» TO DO
Report how many lines of the items below contain the string "every", with case counting. Give only the number.

(Boundary labeling items)
** begin **
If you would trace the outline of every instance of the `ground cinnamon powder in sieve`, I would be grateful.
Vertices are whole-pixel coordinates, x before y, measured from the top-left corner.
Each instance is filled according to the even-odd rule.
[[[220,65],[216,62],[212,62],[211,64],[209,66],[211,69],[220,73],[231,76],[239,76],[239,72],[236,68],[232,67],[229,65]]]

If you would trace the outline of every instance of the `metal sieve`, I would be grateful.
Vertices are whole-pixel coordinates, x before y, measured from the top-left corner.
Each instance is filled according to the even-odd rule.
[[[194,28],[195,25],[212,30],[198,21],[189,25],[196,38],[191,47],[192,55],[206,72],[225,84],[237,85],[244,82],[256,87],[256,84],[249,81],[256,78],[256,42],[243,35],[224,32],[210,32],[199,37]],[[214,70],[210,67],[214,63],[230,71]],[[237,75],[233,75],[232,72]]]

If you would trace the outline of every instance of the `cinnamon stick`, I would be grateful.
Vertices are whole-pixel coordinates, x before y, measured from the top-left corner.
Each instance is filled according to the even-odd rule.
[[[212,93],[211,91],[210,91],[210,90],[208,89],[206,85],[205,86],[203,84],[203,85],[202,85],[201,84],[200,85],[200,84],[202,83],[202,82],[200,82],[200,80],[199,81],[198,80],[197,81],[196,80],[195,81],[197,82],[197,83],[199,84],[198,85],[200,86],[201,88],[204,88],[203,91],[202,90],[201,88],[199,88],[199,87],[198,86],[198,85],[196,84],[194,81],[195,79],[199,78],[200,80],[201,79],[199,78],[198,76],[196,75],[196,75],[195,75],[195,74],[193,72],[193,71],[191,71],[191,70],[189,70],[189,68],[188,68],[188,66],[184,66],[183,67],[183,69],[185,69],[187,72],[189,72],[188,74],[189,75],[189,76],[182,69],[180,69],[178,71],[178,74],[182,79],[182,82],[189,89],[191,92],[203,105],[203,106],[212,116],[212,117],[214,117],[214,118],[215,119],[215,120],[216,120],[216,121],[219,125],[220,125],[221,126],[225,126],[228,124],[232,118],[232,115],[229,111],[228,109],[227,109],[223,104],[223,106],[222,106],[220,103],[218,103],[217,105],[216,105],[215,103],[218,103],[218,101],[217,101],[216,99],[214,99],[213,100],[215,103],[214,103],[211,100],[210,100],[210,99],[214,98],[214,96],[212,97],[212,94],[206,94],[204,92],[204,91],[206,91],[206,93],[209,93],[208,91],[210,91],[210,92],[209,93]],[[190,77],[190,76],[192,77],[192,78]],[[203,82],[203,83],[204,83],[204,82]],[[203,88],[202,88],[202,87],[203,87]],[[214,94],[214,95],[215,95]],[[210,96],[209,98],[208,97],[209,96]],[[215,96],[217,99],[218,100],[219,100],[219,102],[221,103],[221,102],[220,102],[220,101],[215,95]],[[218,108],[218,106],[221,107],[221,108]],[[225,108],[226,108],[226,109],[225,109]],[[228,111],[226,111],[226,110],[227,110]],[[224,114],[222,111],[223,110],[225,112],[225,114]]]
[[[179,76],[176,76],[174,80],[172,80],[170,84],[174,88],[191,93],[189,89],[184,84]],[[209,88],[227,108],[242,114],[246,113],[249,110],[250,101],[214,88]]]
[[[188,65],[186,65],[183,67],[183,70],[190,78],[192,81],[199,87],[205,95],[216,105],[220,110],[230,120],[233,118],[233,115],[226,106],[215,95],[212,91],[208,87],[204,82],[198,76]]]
** end **
» SOLUTION FOR THIS PROBLEM
3